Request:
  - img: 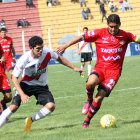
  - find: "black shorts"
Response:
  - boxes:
[12,82,54,106]
[81,52,92,62]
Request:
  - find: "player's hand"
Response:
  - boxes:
[21,94,30,104]
[0,58,5,64]
[14,57,17,63]
[56,46,66,54]
[77,52,80,55]
[73,67,86,75]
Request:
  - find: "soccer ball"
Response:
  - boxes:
[100,114,116,128]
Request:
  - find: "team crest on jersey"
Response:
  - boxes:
[120,41,125,45]
[29,65,35,68]
[88,31,95,36]
[32,68,46,77]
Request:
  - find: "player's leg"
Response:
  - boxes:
[83,88,107,128]
[0,73,12,110]
[81,53,85,70]
[87,53,92,76]
[82,72,100,115]
[0,94,21,128]
[24,86,55,132]
[0,91,12,110]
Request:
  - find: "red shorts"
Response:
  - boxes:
[91,67,121,96]
[0,74,11,93]
[4,58,14,71]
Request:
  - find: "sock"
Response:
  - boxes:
[0,107,13,128]
[88,65,91,76]
[86,85,94,102]
[81,65,84,70]
[0,97,7,105]
[32,107,51,121]
[85,101,101,124]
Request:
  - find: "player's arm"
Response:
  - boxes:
[57,56,84,74]
[56,35,84,54]
[12,56,29,103]
[90,43,93,55]
[12,75,30,103]
[135,37,140,44]
[11,44,16,62]
[77,43,80,55]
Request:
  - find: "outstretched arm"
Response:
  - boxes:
[12,75,30,103]
[56,36,84,54]
[0,54,5,64]
[57,56,84,74]
[135,37,140,44]
[77,43,80,55]
[11,44,16,62]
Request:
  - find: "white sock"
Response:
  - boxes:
[0,107,13,128]
[32,107,51,121]
[81,65,84,70]
[88,65,91,76]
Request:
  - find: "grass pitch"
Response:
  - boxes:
[0,56,140,140]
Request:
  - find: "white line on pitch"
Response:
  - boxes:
[55,87,140,100]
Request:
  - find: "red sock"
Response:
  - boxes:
[86,85,94,102]
[85,101,101,123]
[0,98,8,104]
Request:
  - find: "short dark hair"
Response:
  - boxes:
[107,14,121,24]
[83,27,88,31]
[29,36,43,48]
[0,28,7,32]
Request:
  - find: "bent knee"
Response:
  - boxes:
[87,75,99,88]
[9,104,19,113]
[45,103,55,112]
[5,93,12,102]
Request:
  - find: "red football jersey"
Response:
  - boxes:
[0,45,5,74]
[84,28,136,69]
[0,36,13,60]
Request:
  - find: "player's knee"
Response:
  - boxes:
[9,104,19,113]
[87,79,98,88]
[95,89,106,103]
[5,93,12,102]
[45,103,55,112]
[87,74,99,88]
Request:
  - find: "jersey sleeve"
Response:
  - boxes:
[12,55,26,77]
[127,32,140,44]
[83,30,99,42]
[50,51,58,59]
[0,45,4,55]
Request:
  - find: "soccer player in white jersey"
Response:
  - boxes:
[77,27,93,77]
[0,36,83,132]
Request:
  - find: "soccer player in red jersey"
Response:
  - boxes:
[0,28,16,75]
[57,14,140,128]
[0,28,16,110]
[0,45,12,115]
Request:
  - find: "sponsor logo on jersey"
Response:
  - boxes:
[116,36,123,37]
[101,48,123,53]
[120,41,125,45]
[103,55,121,61]
[32,68,46,77]
[88,31,95,36]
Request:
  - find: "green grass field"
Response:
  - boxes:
[0,56,140,140]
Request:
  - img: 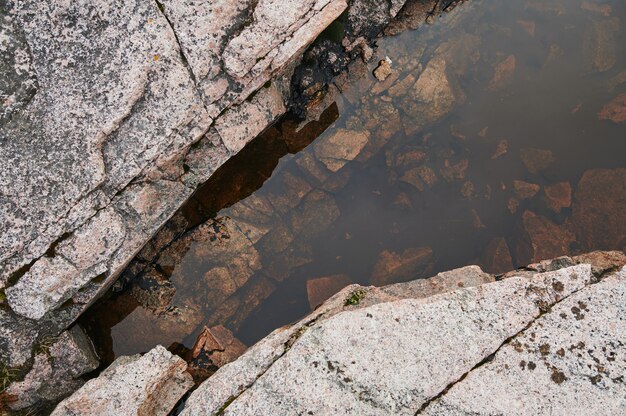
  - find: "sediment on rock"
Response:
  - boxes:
[0,0,346,404]
[182,252,626,415]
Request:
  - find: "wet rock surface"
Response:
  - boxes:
[0,1,625,412]
[6,326,99,410]
[0,0,346,376]
[77,3,621,390]
[421,269,626,415]
[52,346,193,416]
[182,256,626,415]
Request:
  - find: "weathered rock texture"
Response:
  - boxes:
[177,252,626,415]
[52,346,193,416]
[0,0,347,374]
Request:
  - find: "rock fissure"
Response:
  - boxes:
[415,266,618,416]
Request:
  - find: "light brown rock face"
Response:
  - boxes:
[572,169,626,249]
[420,270,626,415]
[598,93,626,123]
[520,148,554,173]
[182,253,626,416]
[489,55,515,89]
[0,0,347,365]
[518,211,576,262]
[402,56,458,131]
[315,129,369,172]
[52,346,193,416]
[306,274,352,309]
[481,237,513,273]
[370,247,433,286]
[543,182,572,213]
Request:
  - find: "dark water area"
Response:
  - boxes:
[81,0,626,368]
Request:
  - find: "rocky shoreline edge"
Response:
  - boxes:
[52,251,626,415]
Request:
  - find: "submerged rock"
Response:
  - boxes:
[374,58,393,81]
[52,346,193,416]
[518,211,576,262]
[181,264,626,416]
[185,325,247,383]
[543,182,572,214]
[421,270,626,415]
[400,56,460,133]
[571,169,626,249]
[491,139,509,159]
[520,148,555,173]
[583,17,619,72]
[513,180,541,199]
[306,274,352,309]
[598,93,626,123]
[314,129,369,172]
[489,55,515,90]
[6,326,99,410]
[370,247,433,286]
[480,237,513,273]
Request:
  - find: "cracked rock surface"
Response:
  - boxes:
[182,252,626,415]
[0,0,346,367]
[52,346,193,416]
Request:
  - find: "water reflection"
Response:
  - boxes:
[80,0,626,374]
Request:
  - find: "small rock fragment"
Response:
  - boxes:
[370,247,433,286]
[571,168,626,250]
[472,209,485,228]
[517,211,576,263]
[506,197,519,214]
[580,1,613,17]
[513,180,541,199]
[489,55,515,89]
[517,20,535,37]
[491,139,509,159]
[417,166,437,188]
[185,325,246,383]
[393,192,413,211]
[306,274,352,310]
[440,159,469,182]
[52,345,193,416]
[481,237,513,273]
[543,182,572,214]
[598,93,626,123]
[461,181,475,198]
[520,148,554,173]
[400,168,424,191]
[374,58,393,81]
[315,129,369,172]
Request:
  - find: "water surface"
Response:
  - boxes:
[84,0,626,360]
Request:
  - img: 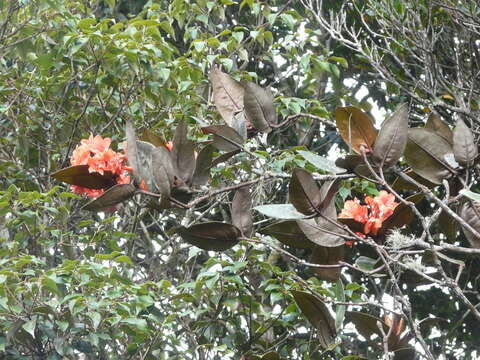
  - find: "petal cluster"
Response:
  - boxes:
[338,190,398,235]
[70,135,130,198]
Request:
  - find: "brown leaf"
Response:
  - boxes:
[210,66,245,127]
[335,106,378,154]
[82,184,135,211]
[372,104,408,168]
[177,221,242,251]
[192,145,214,186]
[453,119,478,167]
[202,125,244,152]
[260,220,315,249]
[243,82,277,132]
[232,186,253,237]
[288,168,320,215]
[50,165,115,189]
[171,120,195,185]
[459,201,480,249]
[405,128,453,184]
[292,290,336,348]
[310,245,345,282]
[425,112,453,145]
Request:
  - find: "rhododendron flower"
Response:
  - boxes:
[70,135,131,198]
[338,190,398,237]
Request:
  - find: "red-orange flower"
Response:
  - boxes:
[338,190,398,235]
[70,135,131,198]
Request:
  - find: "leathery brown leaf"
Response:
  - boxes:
[372,104,408,168]
[335,106,378,154]
[405,128,453,184]
[82,184,136,211]
[453,119,478,167]
[292,290,336,348]
[177,221,242,251]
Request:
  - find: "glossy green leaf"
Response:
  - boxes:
[372,104,408,168]
[177,221,242,251]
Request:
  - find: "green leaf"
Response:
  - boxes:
[253,204,306,220]
[177,221,242,251]
[372,104,408,168]
[335,106,378,154]
[292,290,336,348]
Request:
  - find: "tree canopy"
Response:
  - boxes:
[0,0,480,360]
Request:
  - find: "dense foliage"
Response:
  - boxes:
[0,0,480,360]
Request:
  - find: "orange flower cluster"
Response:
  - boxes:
[70,135,131,198]
[338,190,398,235]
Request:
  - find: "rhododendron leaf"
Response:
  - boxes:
[453,119,478,167]
[297,218,345,247]
[82,184,135,211]
[171,120,195,184]
[140,128,165,147]
[260,220,315,249]
[380,194,424,234]
[210,149,241,167]
[152,147,172,207]
[392,169,436,191]
[202,125,243,151]
[288,168,320,215]
[335,106,378,153]
[192,145,214,186]
[292,290,336,348]
[209,66,244,127]
[242,82,277,132]
[405,128,453,184]
[345,311,390,340]
[50,165,115,189]
[310,245,345,282]
[459,201,480,249]
[425,112,453,145]
[335,155,363,172]
[177,221,242,251]
[253,204,306,220]
[232,186,253,237]
[372,104,408,168]
[125,120,141,182]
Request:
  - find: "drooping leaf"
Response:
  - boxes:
[50,165,115,189]
[297,218,345,247]
[310,245,345,282]
[425,112,453,145]
[405,128,453,184]
[335,106,378,154]
[372,104,408,168]
[288,168,320,215]
[192,144,214,186]
[243,82,277,132]
[253,204,306,220]
[177,221,242,251]
[202,125,243,152]
[171,120,195,185]
[82,184,135,211]
[335,155,363,172]
[232,186,253,237]
[209,66,244,127]
[459,201,480,249]
[453,119,478,167]
[297,150,345,174]
[292,290,336,348]
[140,128,165,147]
[260,220,315,249]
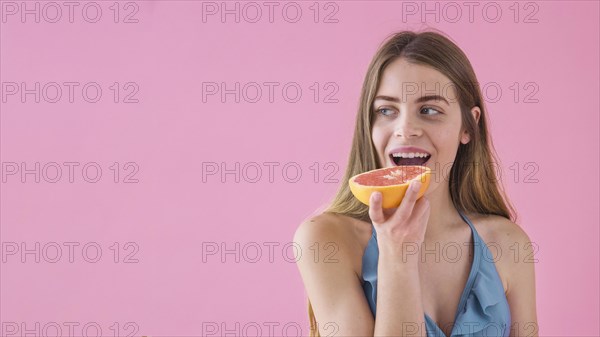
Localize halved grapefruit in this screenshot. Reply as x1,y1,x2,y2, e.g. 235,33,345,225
348,165,431,208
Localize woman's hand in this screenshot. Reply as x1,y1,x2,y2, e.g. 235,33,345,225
369,180,429,255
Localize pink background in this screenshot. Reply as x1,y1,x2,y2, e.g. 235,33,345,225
0,1,600,336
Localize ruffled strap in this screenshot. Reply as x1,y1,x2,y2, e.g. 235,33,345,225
452,230,511,337
362,227,379,317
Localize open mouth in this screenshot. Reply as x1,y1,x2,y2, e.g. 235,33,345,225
390,153,431,166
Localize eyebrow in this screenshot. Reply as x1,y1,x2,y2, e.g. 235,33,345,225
373,95,450,105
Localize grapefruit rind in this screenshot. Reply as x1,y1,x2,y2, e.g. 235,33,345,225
348,166,431,208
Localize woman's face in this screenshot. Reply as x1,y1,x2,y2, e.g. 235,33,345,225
372,58,479,194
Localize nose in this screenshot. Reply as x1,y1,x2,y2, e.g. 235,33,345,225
394,114,423,138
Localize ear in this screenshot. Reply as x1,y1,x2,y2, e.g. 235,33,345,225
460,106,481,144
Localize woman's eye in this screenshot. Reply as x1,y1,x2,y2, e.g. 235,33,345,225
377,108,394,116
421,107,440,115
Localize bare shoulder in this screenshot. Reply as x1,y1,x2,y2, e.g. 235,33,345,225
472,214,531,246
471,214,537,292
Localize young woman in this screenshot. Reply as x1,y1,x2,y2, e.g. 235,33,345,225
294,31,538,337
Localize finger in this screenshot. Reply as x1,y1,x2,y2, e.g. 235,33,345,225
369,192,385,224
394,180,421,220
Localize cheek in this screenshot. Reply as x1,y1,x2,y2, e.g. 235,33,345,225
371,126,388,154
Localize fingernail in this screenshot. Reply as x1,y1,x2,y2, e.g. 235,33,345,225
373,192,381,201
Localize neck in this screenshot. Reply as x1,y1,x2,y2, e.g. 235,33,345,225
425,183,462,241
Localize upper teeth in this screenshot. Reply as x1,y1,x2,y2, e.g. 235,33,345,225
392,152,429,158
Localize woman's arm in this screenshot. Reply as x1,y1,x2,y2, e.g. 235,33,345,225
294,215,374,337
294,186,429,336
503,222,539,337
375,238,427,336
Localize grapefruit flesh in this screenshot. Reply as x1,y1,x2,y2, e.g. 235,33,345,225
348,165,431,208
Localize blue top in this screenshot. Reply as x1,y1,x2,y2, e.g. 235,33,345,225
362,211,511,337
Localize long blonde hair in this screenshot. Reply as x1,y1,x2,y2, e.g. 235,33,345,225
308,30,517,337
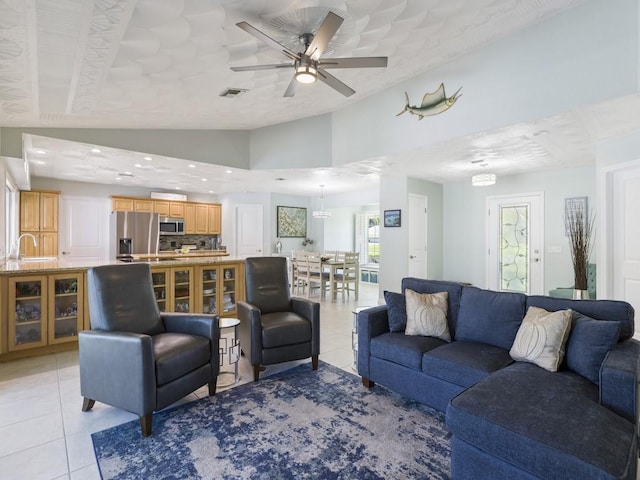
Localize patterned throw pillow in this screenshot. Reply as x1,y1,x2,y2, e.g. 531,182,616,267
404,289,451,342
509,307,571,372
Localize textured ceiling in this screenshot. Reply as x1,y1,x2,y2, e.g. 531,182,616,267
5,0,639,194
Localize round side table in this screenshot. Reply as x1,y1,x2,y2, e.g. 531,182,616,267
218,317,240,387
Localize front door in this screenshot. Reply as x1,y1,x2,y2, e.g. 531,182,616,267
487,193,544,295
407,194,427,278
58,195,111,262
236,205,264,258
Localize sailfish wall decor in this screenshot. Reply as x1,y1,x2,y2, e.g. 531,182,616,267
396,83,462,120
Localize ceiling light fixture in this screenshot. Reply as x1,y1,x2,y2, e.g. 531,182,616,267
311,185,331,220
471,160,496,187
295,58,318,83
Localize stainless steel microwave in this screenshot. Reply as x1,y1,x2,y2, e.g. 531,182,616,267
160,217,184,235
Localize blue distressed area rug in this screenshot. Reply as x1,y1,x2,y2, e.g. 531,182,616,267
92,362,450,480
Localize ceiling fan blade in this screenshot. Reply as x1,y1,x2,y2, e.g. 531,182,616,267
283,75,298,97
236,22,300,60
304,12,344,60
316,68,356,97
231,63,293,72
320,57,387,68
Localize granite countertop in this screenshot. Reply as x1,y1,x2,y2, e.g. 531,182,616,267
0,255,243,275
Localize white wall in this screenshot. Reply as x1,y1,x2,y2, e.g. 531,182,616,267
443,166,598,291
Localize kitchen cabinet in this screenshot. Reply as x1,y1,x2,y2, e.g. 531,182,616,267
195,263,244,317
207,203,222,235
7,275,47,352
133,198,154,213
184,203,196,235
20,190,59,257
48,272,84,345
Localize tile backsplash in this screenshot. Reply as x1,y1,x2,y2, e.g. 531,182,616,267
160,235,219,252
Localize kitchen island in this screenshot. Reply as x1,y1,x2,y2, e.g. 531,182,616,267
0,255,245,362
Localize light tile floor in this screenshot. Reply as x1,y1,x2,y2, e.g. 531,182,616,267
0,284,378,480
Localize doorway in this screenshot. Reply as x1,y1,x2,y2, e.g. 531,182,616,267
598,160,640,332
486,192,544,295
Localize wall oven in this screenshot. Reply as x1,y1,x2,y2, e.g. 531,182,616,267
160,217,184,235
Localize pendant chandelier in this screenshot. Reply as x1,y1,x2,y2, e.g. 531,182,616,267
311,185,331,219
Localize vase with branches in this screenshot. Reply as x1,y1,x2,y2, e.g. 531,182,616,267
564,209,594,291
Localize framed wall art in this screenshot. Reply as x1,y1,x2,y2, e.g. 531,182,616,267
277,206,307,238
384,210,402,227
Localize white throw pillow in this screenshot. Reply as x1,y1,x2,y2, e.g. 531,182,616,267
509,307,571,372
404,289,451,342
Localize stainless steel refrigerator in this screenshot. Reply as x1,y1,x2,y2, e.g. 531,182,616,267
109,212,160,260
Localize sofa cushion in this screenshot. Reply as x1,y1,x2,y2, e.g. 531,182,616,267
402,277,462,337
422,341,513,387
261,312,311,348
566,311,620,385
447,362,637,478
509,307,571,372
384,290,407,332
404,288,451,342
152,333,211,385
371,333,446,370
454,287,527,350
527,295,634,342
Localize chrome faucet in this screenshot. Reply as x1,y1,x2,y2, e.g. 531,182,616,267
9,233,38,260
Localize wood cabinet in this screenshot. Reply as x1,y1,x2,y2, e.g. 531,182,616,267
20,190,59,257
111,196,222,235
7,271,85,352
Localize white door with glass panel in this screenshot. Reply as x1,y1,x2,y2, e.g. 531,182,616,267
487,193,544,295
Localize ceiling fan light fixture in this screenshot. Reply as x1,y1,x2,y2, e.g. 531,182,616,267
471,173,496,187
296,63,318,83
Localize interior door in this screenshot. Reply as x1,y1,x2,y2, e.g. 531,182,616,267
487,193,544,295
407,194,427,278
236,205,264,258
607,164,640,332
58,195,111,261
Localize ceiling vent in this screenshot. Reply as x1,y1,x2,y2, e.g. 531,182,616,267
220,88,249,98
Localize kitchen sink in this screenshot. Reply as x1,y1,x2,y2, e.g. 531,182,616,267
20,257,58,262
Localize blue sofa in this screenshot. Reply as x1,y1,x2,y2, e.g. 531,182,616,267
358,278,640,480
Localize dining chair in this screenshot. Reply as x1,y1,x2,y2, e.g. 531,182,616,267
306,256,329,298
331,252,360,301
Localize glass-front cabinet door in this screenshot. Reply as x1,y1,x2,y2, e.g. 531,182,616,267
151,268,170,312
8,275,47,351
198,267,220,313
220,265,238,317
170,267,193,312
48,272,84,344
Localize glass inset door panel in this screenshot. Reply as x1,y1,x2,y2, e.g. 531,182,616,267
173,268,192,312
222,267,237,316
151,270,168,312
200,267,218,313
8,277,47,351
499,205,529,293
49,274,84,344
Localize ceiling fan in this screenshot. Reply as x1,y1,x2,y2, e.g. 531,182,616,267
231,12,387,97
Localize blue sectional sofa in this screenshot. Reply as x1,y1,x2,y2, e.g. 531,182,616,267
358,278,640,480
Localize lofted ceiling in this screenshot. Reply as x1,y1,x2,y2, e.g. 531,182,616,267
0,0,640,194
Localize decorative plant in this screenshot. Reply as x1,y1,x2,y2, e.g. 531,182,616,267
564,209,593,290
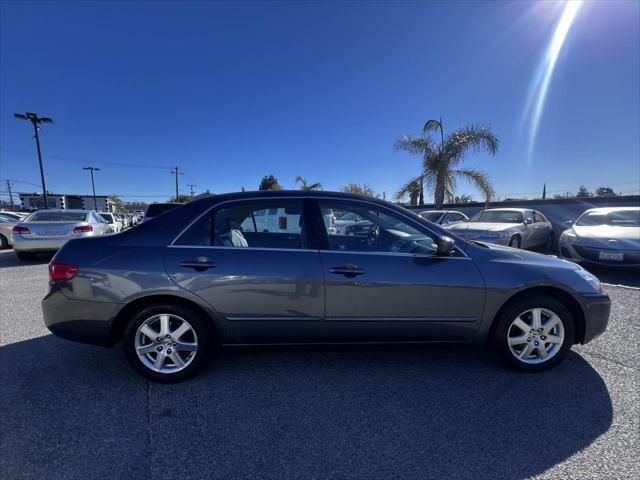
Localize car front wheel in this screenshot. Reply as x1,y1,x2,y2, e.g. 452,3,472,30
123,304,213,383
493,295,575,371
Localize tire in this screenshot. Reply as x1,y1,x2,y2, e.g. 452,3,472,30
544,232,554,253
122,303,216,383
491,294,575,372
16,252,36,261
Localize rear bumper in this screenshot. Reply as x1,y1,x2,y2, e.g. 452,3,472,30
11,235,71,253
42,285,123,346
578,293,611,344
559,241,640,268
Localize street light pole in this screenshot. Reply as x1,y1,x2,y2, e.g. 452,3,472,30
13,112,53,209
82,167,100,212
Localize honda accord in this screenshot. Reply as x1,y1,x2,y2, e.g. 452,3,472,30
42,191,610,382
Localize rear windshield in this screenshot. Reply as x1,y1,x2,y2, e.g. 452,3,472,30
576,210,640,227
29,210,87,222
469,210,523,223
145,203,180,218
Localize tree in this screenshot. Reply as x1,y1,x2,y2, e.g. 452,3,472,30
395,120,499,209
393,179,424,206
596,187,617,197
576,185,593,198
258,175,283,190
296,175,322,191
169,194,191,203
340,183,376,197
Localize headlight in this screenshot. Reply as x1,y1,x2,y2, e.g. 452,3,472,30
480,232,511,238
574,269,603,293
560,231,580,243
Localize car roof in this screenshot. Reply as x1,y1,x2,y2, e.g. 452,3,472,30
584,207,640,213
483,208,537,213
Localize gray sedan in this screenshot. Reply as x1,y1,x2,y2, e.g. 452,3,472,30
446,208,553,251
42,191,610,382
560,207,640,267
11,210,111,260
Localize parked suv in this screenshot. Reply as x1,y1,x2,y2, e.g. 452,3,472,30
42,191,610,382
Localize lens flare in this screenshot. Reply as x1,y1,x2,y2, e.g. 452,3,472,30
522,0,583,161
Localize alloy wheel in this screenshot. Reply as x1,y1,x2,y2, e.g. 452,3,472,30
507,308,565,364
134,313,198,374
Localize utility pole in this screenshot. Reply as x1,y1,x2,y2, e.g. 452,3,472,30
82,167,100,212
7,180,14,210
13,112,53,210
171,166,182,203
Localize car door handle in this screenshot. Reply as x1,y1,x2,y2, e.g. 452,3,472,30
180,257,216,272
329,263,365,277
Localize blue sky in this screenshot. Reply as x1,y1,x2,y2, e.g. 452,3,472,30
0,0,640,201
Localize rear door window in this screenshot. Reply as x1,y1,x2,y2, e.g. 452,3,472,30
175,199,306,249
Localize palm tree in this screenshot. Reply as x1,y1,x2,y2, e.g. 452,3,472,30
296,175,322,190
395,119,499,209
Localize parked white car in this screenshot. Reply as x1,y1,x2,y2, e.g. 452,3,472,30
560,207,640,267
445,208,554,251
98,212,124,233
11,210,110,260
418,210,469,226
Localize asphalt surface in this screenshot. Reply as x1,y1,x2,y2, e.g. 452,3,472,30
0,251,640,480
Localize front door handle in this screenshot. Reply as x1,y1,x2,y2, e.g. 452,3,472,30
329,263,365,277
180,257,216,272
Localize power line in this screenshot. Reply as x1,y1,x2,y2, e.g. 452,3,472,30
0,148,171,170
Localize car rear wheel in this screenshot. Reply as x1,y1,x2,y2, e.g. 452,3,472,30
123,304,213,383
16,252,36,261
493,295,575,371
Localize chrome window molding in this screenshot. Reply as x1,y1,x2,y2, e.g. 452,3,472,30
167,195,469,258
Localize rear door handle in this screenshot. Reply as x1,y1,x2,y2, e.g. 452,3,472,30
329,263,365,277
180,257,216,272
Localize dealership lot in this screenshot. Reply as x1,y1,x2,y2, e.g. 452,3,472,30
0,251,640,479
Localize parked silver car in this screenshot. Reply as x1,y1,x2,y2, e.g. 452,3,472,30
445,208,553,251
0,212,17,250
560,207,640,267
11,210,110,260
418,210,469,226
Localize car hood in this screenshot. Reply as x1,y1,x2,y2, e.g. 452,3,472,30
573,225,640,241
445,222,518,232
472,242,581,270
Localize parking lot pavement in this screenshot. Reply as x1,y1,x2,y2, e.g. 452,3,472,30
0,251,640,479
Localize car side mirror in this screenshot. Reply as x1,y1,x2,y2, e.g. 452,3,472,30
436,235,456,257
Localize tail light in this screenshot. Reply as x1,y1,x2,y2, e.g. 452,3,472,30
11,225,31,235
49,263,78,280
73,225,93,233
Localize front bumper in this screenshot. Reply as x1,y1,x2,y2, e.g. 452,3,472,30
559,240,640,267
42,284,124,346
578,293,611,344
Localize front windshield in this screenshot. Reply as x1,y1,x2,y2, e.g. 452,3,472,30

### [Exercise task]
Transcribe the stretch of entries from the line that contains "Localize utility pole" through the line that contains "472,242,581,270", reproducing each line without alteration.

### [Correct response]
Localize utility pole in this screenshot. Reply as x1,y1,x2,y2, e.g. 452,3,472,30
82,167,100,212
7,180,14,210
13,112,53,210
171,166,182,203
Localize car door handle in this screenshot. Reply as x1,y1,x2,y2, e.g. 452,3,472,30
180,257,216,272
329,263,365,277
Localize blue sky in this screenshot. Reply as x1,y1,x2,y2, e.g. 452,3,472,30
0,0,640,201
Localize rear door window in this screenshot. Reply as x1,y1,x2,y2, e.g. 452,3,472,30
175,199,306,249
Localize palm tree in this screenshot. Reply as x1,y1,x2,y2, e.g. 452,3,472,30
296,175,322,190
395,119,499,209
Localize parked white car in this screenshot. Reply as x1,y1,x2,y2, e.g. 452,3,472,30
560,207,640,267
445,208,554,251
98,212,124,233
11,210,110,260
418,210,469,226
Localize asphalt surface in this screenshot. Reply as x1,y1,x2,y2, e.g. 452,3,472,30
0,251,640,480
Localize front door handle in this screenshot. Reply as x1,y1,x2,y2, e.g. 452,3,472,30
329,263,365,277
180,257,216,272
Localize power line in this screenshot. Reply as x1,y1,x2,y2, e.g. 452,3,472,30
0,148,171,170
Localize car rear wheel in this screenshot. Reply as x1,y1,x2,y2, e.g. 452,3,472,30
123,304,213,383
16,252,36,261
493,295,575,371
Localize chrome window molding in this screenshot. Reply as x1,y1,x2,y2, e.g. 452,3,472,30
167,195,469,258
Localize rear door handle in this screenshot. Reply as x1,y1,x2,y2, e.g. 452,3,472,30
329,263,365,277
180,257,216,272
Localize dealership lot in this screenshot. Reply as x1,y1,x2,y2, e.g. 452,3,472,30
0,251,640,479
Localize parked silver car in this screenshot. Reply as x1,y1,x2,y2, e.g. 452,3,472,30
445,208,553,251
0,212,17,250
560,207,640,267
11,210,110,260
418,210,469,226
Localize car hood in this screenshot. Reply as x1,y1,x2,y2, e.g. 452,3,472,30
573,225,640,241
445,222,518,232
472,242,581,270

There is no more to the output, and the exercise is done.